START Supplied material

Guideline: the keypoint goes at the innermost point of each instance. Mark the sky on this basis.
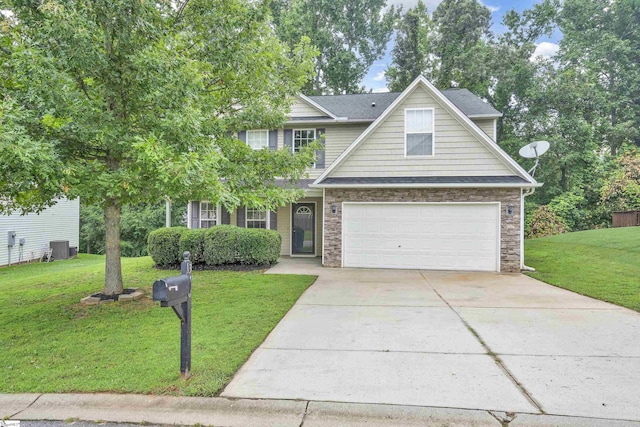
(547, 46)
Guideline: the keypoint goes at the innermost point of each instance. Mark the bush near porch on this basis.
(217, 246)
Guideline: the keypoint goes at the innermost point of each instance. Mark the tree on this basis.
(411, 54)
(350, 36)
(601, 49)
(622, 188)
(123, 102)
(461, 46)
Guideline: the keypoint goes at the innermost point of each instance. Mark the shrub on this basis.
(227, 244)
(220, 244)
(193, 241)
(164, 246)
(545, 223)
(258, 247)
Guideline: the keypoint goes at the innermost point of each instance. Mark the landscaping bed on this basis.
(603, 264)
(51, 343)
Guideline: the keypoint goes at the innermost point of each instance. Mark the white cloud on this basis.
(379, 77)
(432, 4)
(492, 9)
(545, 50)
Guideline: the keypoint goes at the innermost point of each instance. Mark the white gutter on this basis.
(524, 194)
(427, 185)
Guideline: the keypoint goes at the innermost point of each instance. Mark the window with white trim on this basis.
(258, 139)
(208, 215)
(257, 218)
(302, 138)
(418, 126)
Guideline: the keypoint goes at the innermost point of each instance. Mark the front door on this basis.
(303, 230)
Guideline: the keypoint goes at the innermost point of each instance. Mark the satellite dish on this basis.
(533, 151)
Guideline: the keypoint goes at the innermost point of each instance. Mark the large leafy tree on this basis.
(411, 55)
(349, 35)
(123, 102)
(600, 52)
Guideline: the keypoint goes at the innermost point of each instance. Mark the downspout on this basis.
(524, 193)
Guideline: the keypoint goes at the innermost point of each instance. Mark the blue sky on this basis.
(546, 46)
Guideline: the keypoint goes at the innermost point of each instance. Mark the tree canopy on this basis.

END Supplied material

Only the text of the listing above is wanted, transcribed exactly, without its images.

Guideline: the keypoint goes at the innermost point of each instance. Mark the sky on this basis.
(547, 46)
Guideline: the keypoint goes at the innermost point of each instance. Mark the bush near porch on this basis.
(217, 246)
Guideline: the keypoint goes at the innermost point of each instance. Mark the tree on this basis.
(411, 54)
(350, 36)
(601, 49)
(622, 188)
(123, 102)
(461, 46)
Guideline: the keypoint goes at the innermost point of each instance. Mark the shrub on this basis.
(227, 244)
(220, 244)
(193, 241)
(164, 246)
(545, 223)
(258, 247)
Guideline: the keypoint goes at the innermost point of each instance. Mark the landscaping bed on this basis.
(603, 264)
(51, 343)
Guideline: the keypoint goes at the innermost point of each instance. Mark the white cloud on this basis.
(379, 77)
(432, 4)
(492, 9)
(545, 50)
Guideline: the keypoint goes at the innermost point of each instance. Mark the white gutter on this basis.
(524, 194)
(427, 185)
Guideline: the keypoint goes at the innermost point of each instance. Mark the window with white trim on this basis.
(258, 139)
(208, 215)
(257, 218)
(302, 138)
(418, 126)
Guideline: the keypoint goes at the innermost point of each instance. Mark the front door on this basis.
(303, 230)
Guideline: the keypoint goes at the innermost point of each instance. Mark the satellite dish on this basis.
(533, 151)
Guideline: the keypoint goes at the innermost point of each instance. Mark the large leafy tree on this basis.
(411, 55)
(349, 35)
(123, 102)
(600, 52)
Guideline: the keypoint goes at the innermost point of each instance. Mark the downspout on this basis.
(524, 193)
Guideline: the keypoint goes at the innermost point of each instance. Mark the blue sky on this basis.
(546, 46)
Guideline: the keypoint goes at the innermost point of each instance. Mark the tree canopy on this basis.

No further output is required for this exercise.